▶ **INSTRUCTIONS TO FOLLOW**: Can you copy out everything in the listing from the line containing "Excuse me — can you please point out where the cracked" down to the line containing "[146,22,507,242]", both lines included, keeping the request text and increasing every bounding-box coordinate in the answer by 61?

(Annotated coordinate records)
________
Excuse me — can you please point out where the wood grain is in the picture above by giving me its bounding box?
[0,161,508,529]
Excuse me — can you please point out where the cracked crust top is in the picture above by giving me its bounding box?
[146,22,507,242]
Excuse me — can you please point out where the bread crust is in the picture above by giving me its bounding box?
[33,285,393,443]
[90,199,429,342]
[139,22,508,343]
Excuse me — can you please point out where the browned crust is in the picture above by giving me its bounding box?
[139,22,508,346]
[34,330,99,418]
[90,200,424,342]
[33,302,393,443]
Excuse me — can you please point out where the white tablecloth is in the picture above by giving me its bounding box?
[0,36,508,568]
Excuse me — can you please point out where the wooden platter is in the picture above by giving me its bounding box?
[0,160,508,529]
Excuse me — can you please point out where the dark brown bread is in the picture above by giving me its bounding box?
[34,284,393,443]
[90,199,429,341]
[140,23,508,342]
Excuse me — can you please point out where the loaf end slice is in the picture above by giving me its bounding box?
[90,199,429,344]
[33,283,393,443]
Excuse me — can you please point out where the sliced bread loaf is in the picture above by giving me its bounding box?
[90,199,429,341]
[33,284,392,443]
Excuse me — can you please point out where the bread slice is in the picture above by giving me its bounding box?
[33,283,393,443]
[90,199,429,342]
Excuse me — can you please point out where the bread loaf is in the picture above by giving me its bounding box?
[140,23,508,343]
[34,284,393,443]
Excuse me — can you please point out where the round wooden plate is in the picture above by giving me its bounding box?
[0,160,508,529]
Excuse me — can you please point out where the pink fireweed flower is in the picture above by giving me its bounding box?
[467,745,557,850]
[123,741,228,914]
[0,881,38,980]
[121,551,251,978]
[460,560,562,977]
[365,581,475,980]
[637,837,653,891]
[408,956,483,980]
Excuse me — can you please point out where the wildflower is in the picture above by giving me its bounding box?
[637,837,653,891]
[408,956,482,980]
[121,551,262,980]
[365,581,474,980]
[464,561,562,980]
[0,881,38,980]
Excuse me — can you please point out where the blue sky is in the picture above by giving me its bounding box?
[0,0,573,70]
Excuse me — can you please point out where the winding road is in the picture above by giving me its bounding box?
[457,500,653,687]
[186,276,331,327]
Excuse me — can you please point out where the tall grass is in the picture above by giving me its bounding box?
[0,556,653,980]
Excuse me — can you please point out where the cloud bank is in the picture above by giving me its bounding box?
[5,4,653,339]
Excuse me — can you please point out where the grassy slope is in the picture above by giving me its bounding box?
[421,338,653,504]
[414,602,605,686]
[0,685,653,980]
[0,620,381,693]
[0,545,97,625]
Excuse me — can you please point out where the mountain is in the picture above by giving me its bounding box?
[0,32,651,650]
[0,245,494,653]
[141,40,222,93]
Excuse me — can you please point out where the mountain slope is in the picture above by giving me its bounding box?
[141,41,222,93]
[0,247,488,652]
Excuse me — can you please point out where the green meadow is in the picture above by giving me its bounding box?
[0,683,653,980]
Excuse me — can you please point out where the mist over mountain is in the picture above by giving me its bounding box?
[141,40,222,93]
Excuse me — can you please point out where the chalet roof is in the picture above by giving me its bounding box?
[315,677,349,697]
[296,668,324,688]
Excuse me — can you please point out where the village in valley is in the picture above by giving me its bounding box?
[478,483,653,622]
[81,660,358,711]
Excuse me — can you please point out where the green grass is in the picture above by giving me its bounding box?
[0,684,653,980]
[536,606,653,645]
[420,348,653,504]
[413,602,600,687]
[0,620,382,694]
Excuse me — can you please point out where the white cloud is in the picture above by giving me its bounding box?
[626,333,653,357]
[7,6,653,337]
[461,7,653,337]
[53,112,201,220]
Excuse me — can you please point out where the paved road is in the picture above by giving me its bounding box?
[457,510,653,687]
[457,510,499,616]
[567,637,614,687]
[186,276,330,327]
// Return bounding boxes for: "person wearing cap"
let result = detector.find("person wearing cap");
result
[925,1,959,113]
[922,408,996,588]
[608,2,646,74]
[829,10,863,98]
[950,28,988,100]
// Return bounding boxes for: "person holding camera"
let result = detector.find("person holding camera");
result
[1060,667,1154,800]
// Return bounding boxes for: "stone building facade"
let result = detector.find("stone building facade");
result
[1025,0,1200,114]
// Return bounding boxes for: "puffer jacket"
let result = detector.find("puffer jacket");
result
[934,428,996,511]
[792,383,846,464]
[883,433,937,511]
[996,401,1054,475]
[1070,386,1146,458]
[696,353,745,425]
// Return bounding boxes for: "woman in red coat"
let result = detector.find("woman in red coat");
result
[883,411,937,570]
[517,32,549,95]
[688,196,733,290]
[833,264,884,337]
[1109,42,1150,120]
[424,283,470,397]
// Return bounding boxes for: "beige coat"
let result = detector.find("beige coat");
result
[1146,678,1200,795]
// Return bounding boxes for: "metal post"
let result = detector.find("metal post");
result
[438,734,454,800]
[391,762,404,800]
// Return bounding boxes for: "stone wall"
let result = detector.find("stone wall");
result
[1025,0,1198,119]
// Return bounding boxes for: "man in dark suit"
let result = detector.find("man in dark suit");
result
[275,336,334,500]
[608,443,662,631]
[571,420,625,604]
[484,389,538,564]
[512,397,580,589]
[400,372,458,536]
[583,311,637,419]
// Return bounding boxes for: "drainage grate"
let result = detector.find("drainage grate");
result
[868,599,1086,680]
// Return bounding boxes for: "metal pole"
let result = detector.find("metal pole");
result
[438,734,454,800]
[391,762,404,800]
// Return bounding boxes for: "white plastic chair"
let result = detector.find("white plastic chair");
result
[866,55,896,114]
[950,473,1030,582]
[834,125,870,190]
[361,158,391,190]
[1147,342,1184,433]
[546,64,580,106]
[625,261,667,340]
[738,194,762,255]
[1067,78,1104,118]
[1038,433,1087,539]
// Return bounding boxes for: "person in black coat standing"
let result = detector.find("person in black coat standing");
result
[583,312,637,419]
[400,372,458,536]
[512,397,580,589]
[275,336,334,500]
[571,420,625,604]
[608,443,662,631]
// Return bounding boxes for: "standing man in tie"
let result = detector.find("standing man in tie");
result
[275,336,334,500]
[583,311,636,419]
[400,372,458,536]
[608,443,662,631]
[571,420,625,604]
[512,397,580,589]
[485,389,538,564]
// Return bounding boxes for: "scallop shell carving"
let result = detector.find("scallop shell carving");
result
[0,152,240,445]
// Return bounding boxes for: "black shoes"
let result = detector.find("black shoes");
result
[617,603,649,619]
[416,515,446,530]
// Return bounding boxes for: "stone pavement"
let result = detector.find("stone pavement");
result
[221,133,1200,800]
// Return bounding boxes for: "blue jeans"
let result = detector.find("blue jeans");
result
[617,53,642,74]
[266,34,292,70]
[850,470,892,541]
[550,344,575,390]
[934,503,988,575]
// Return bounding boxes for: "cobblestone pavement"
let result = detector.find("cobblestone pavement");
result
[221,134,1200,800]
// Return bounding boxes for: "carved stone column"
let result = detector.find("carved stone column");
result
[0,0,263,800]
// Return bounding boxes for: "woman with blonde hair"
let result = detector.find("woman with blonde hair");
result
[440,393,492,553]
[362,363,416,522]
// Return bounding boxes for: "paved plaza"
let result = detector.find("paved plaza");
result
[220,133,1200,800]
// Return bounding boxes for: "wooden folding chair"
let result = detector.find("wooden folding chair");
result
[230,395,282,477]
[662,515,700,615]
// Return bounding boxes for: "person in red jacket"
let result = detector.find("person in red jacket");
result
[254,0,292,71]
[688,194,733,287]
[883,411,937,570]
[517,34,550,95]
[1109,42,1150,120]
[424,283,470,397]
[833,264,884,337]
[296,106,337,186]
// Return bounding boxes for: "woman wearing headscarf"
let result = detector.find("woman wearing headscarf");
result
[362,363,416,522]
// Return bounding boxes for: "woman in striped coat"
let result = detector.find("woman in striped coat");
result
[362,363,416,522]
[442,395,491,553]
________
▶ **ANSWER TO THE TASK**:
Excuse me — can you please point out where the cracked crust top is in the picture above by giving me its bounding box?
[207,83,568,303]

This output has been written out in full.